Gov. Ned Lamont was uncharacteristically caustic towards President Donald J. Trump in a live CNN interview Monday night in response to the president’s surprising assertion that he has the authority to overrule the nation’s governor’s on easing COVID-19 restrictions.
“The president of the United States calls the shots,” Trump said in a briefing. “When someone is president of the United States, the authority is total.”
Courts have upheld the power of state and local governments to issue and enforce quarantines and other extreme measures in public health emergencies, and reporters quickly challenged Trump’s statement.
“I”ll tell you what I saw when I heard that: This is a president who likes to throw verbal grenades,” Lamont said.
The governor didn’t wait for a question to take issue with the president. His interviewer was Chris Cuomo, the brother of New York Gov. Andrew Cuomo, who helped organize the northeastern governors who agreed Monday to work collaboratively on finding the best ways on when and how to ease their closure orders.

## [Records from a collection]
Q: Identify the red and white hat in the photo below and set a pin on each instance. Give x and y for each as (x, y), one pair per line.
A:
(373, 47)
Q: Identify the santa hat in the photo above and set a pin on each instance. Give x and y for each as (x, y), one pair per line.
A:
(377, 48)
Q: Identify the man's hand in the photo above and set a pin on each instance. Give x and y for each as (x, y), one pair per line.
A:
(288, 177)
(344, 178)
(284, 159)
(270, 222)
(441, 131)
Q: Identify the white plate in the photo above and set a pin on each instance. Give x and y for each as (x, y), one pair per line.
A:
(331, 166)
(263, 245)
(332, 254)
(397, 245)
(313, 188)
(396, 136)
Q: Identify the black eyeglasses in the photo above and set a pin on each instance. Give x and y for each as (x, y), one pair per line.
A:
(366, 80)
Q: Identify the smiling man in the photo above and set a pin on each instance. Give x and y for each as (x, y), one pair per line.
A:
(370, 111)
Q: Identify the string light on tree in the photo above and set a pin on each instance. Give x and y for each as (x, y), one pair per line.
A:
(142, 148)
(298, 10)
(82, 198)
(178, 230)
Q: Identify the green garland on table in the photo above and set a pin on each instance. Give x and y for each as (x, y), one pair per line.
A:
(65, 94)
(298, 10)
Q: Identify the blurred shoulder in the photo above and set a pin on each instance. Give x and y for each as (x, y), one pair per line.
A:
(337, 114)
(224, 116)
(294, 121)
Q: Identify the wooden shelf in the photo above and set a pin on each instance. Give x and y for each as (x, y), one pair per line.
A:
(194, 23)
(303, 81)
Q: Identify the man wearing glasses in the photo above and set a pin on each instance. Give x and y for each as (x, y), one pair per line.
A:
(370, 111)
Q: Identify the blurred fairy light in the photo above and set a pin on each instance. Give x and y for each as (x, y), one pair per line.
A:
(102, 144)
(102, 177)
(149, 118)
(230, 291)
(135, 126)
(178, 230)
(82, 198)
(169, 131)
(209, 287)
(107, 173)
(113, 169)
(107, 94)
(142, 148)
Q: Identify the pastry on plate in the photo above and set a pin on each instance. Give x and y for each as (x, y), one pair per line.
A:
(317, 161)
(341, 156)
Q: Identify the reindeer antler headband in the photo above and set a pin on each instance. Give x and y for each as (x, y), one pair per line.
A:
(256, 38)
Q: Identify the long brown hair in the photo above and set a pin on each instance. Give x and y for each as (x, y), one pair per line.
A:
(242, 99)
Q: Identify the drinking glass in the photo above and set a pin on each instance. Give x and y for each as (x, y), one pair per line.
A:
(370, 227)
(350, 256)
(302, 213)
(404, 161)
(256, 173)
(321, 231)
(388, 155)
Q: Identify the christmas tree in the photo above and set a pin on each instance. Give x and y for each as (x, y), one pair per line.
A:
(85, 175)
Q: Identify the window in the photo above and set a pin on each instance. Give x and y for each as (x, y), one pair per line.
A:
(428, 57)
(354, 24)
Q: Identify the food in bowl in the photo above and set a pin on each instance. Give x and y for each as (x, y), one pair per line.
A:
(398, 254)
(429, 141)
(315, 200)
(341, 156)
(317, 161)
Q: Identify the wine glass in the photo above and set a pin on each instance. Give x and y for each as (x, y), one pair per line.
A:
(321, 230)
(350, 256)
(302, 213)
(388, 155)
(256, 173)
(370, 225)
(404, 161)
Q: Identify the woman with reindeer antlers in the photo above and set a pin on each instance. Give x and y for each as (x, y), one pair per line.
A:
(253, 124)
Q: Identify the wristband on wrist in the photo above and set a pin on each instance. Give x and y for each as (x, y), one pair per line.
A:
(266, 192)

## [QUESTIONS ON THE MATERIAL]
1) In the article on Governor Lamont's response to President Trump, who conducted the interview with Lamont?
2) Write a continuation of the article on Governor Lamont's response to President Trump, picking up right after its final sentence.

## [TASK RESULTS]
1) Chris Cuomo, the brother of New York Gov. Andrew Cuomo.

2)
Lamont suggested that Trump’s assertion he had the right to overrule the state-by-state closure orders was especially stunning coming weeks after hinting he was considering a presidential order from a completely different direction: A quarantine sealing off parts of New York, Connecticut and New Jersey from the rest of the U.S.
“Two weeks ago he told your brother and myself, ‘I want a mandatory quarantine of the New York metropolitan area.’ And we called him up and talked him down and got something a lot more reasonable,” Lamont said. “Now, two weeks later he wants a mandatory opening up of everything. I just think he likes us to run down these rabbit holes.”
Lamont was engaging in a bit of hyperbole in that Trump has yet to attempt to force “a mandatory opening up.” Rather, the president insisted he has that authority, a reaction to the creation of gubernatorial coalitions on the east and west coast to take on the question of how to reopen commerce.
State and federal governments have varying degrees of responsibility and power in public health emergencies, and all orders closing schools, bars, and restaurants to combat the spread of COVID-19 have come from governors and mayors, not Trump.
“The governors are going to make the determination of what’s best for their state,” Lamont told Cuomo. “We care deeply about the health and safety of our citizens, and we are going to get our economy going in a prudent, thoughtful way.”
Trump has the platform, but the governors have the authority when it comes to public-health orders, Lamont said.
“He’s got the bully pulpit, but we’re the ones who have to enforce it. Everybody knows it’s the governors where the rubber meets the road. I think every governor knows what it takes to get it done,” Lamont said.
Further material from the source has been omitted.